··· GIVEN DATA ···

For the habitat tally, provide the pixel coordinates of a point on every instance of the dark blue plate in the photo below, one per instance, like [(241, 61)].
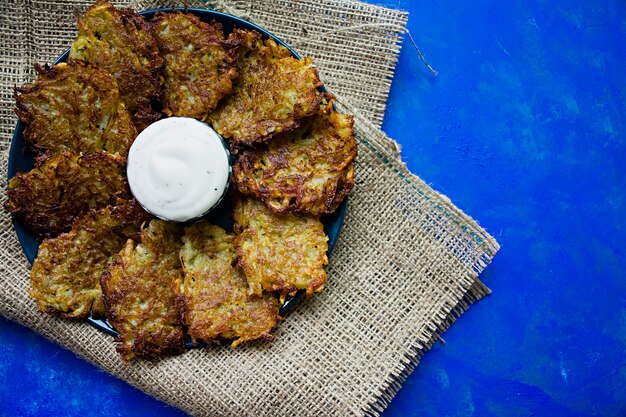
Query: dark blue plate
[(21, 160)]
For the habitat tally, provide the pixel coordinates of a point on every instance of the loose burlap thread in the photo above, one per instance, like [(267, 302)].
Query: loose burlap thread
[(406, 264)]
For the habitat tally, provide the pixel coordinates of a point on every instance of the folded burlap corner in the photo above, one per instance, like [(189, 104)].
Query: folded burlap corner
[(406, 264)]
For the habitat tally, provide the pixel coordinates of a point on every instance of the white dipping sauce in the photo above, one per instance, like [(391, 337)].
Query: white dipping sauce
[(178, 168)]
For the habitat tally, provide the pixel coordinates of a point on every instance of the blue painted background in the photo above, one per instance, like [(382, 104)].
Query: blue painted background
[(523, 129)]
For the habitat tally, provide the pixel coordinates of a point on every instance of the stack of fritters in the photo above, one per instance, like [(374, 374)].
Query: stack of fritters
[(65, 277), (214, 292), (280, 252), (199, 63), (155, 281), (65, 186), (272, 93), (306, 170), (73, 106), (139, 293), (120, 43)]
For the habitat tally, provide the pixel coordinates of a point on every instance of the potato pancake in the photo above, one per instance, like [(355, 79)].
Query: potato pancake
[(74, 107), (215, 293), (199, 63), (65, 277), (139, 293), (307, 170), (65, 186), (279, 252), (120, 43), (272, 93)]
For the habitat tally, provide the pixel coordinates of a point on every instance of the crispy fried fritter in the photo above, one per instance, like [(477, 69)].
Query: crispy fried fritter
[(308, 169), (279, 252), (120, 42), (74, 107), (215, 293), (272, 93), (139, 293), (65, 277), (65, 186), (199, 63)]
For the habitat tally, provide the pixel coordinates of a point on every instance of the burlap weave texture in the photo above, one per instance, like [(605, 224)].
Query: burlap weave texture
[(406, 263)]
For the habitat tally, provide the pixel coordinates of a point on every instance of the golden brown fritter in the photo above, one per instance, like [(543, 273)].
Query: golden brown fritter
[(214, 293), (139, 293), (199, 63), (65, 186), (74, 107), (65, 277), (279, 252), (307, 170), (120, 43), (272, 93)]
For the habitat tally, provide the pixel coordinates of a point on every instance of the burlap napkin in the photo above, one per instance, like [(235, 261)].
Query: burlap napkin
[(405, 266)]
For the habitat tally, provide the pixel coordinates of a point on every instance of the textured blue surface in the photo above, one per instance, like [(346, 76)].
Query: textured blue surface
[(524, 129)]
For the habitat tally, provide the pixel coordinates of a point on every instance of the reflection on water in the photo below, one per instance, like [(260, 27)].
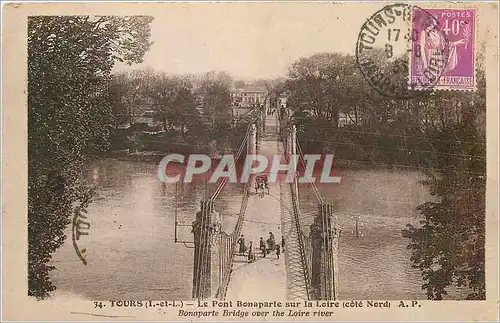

···

TASK GOAL
Return each line of the data, keeping its wording exact and omitting pictures.

SOLUTION TO THIS TASK
For the habitat tally, provide the pixel coordinates of a point on every instance of the dark blue plate in the photo below, one per instance, like [(241, 61)].
Query: dark blue plate
[(21, 160)]
For the habitat tally, provide the pixel coordinates of a point on every instance of the loose burlap thread in the photo above, one per instance, like [(267, 302)].
Query: loose burlap thread
[(406, 264)]
For the habitat tally, provide the pixel coordinates of a point on every instance of the folded burlap corner in the photo above, one per instance, like [(189, 104)].
Query: folded burlap corner
[(406, 264)]
For the habitat tally, provide the pixel coordinates of a point on every instance of the white dipping sauce in the photo above, one per instance, like [(391, 337)].
Query: white dipping sauce
[(178, 168)]
For the habitat tally, provide the pixel coordinates of a point on every instance of the blue painted background in the photo above, one per instance, like [(382, 104)].
Query: blue painted background
[(523, 129)]
For the habitat tally, provide the pixel coordinates of a point on every instance of the stack of fritters in the photo above, one per instance, like [(374, 374)].
Query: stack of fritters
[(65, 277), (214, 292), (280, 252), (199, 63), (155, 281), (65, 186), (272, 93), (306, 170), (73, 106), (139, 293), (120, 43)]
For the habitat tally, provide the pixel coordinates of a point on every instance of the potato pancake in the photo above, one per instance, like [(355, 79)].
Query: potato pancake
[(74, 107), (215, 293), (199, 63), (65, 277), (139, 293), (307, 170), (65, 186), (279, 252), (120, 43), (272, 93)]
For the habitat tally, provide the pixel coordinates of a point on every instance of the crispy fried fritter in the photo above, one per instance, like [(477, 69)].
Query: crispy fried fritter
[(308, 169), (279, 252), (120, 42), (74, 107), (215, 293), (272, 93), (139, 293), (65, 277), (65, 186), (199, 63)]
For the habitat tally, provide the pixel coordinates of a point on every instance of the burlap weave texture in the photo above, one per instance, like [(605, 224)].
Query: burlap weave texture
[(406, 263)]
For the habitat tally, provide the pixel coordinates of a point on every instance of the golden brown fritter in the photo above, one per instance, like [(543, 273)].
Query: golden brown fritter
[(214, 293), (139, 293), (199, 63), (65, 186), (74, 107), (65, 277), (279, 252), (307, 170), (120, 43), (272, 93)]
For the habitat tally, provide the pixel coordinates of a point on every instance of the burlap napkin in the photo above, one per instance, like [(235, 261)].
Query: burlap napkin
[(405, 266)]
For the habitat tally, provide the pixel coordinates of a point on every instance of the textured blue surface in the photo above, one per instance, like [(346, 76)].
Query: textured blue surface
[(524, 129)]
For the habitat tally, provide the pixel coordinates of a point on every instance of the reflection on water in the photo below, one per instance, like [(260, 27)].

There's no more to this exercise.